### [Instructions to follow]
Repeat every record below exactly as written.
Data shown START
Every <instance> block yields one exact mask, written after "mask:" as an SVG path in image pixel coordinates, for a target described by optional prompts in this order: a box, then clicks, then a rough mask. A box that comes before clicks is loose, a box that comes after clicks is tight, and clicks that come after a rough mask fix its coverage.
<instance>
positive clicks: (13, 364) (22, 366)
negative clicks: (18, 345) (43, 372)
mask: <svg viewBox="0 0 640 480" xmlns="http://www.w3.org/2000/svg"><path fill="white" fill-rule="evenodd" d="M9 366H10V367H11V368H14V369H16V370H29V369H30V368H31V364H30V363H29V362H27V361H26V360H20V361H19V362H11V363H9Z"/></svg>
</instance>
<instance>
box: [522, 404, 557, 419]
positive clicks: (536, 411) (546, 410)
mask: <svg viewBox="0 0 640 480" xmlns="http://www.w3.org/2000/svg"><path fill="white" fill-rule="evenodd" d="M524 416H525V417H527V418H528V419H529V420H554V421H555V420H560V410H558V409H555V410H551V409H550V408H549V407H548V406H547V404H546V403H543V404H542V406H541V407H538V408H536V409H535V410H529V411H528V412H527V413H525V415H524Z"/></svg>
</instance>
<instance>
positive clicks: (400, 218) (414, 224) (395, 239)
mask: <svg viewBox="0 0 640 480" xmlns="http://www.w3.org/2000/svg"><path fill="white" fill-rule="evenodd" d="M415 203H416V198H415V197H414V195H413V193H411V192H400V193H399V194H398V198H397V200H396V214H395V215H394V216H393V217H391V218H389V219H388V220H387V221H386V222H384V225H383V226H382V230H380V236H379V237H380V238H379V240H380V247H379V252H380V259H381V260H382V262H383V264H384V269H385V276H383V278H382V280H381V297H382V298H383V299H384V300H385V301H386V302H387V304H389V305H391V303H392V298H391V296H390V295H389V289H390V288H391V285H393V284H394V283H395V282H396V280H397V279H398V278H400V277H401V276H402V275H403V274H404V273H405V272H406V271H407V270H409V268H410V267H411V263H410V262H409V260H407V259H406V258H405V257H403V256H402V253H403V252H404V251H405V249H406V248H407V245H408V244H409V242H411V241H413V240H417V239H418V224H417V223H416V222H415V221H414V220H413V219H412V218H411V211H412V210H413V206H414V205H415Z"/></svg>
Data shown END
### [Finished exercise]
Every <instance> block yields one exact mask, written after "mask:" as an SVG path in image pixel coordinates, for a target described by optional prompts in this order: a box, then clicks, then a rough mask. A box that comes before clicks is loose, a box that comes after clicks is tight, and clicks that come after a rough mask fix its coverage.
<instance>
positive clicks: (13, 364) (22, 366)
negative clicks: (18, 345) (43, 372)
mask: <svg viewBox="0 0 640 480" xmlns="http://www.w3.org/2000/svg"><path fill="white" fill-rule="evenodd" d="M9 366H10V367H11V368H14V369H16V370H29V369H30V368H31V364H30V363H29V362H27V361H26V360H20V361H19V362H11V363H9Z"/></svg>
</instance>
<instance>
box: [522, 404, 557, 419]
positive clicks: (536, 411) (546, 410)
mask: <svg viewBox="0 0 640 480" xmlns="http://www.w3.org/2000/svg"><path fill="white" fill-rule="evenodd" d="M524 416H525V417H527V418H528V419H529V420H554V421H555V420H560V410H558V409H555V410H551V409H550V408H549V407H548V406H547V404H546V403H543V404H542V406H541V407H538V408H536V409H535V410H529V411H528V412H527V413H525V415H524Z"/></svg>
</instance>
<instance>
positive clicks: (400, 218) (414, 224) (395, 239)
mask: <svg viewBox="0 0 640 480" xmlns="http://www.w3.org/2000/svg"><path fill="white" fill-rule="evenodd" d="M415 203H416V198H415V197H414V195H413V193H411V192H400V193H399V194H398V198H397V200H396V214H395V215H394V216H393V217H391V218H389V219H388V220H387V221H386V222H384V225H383V226H382V230H380V236H379V237H380V238H379V240H380V247H379V252H380V259H381V260H382V262H383V264H384V269H385V276H383V278H382V280H381V297H382V298H383V299H384V300H385V301H386V302H387V304H389V305H391V303H392V298H391V296H390V295H389V289H390V288H391V285H393V284H394V283H395V282H396V280H397V279H398V278H400V277H401V276H402V275H403V274H404V273H405V272H406V271H407V270H409V268H410V267H411V263H410V262H409V260H407V259H406V258H405V257H403V256H402V253H403V252H404V251H405V249H406V248H407V245H408V244H409V242H411V241H413V240H417V239H418V224H417V223H416V222H415V221H414V220H413V219H412V218H411V211H412V210H413V206H414V205H415Z"/></svg>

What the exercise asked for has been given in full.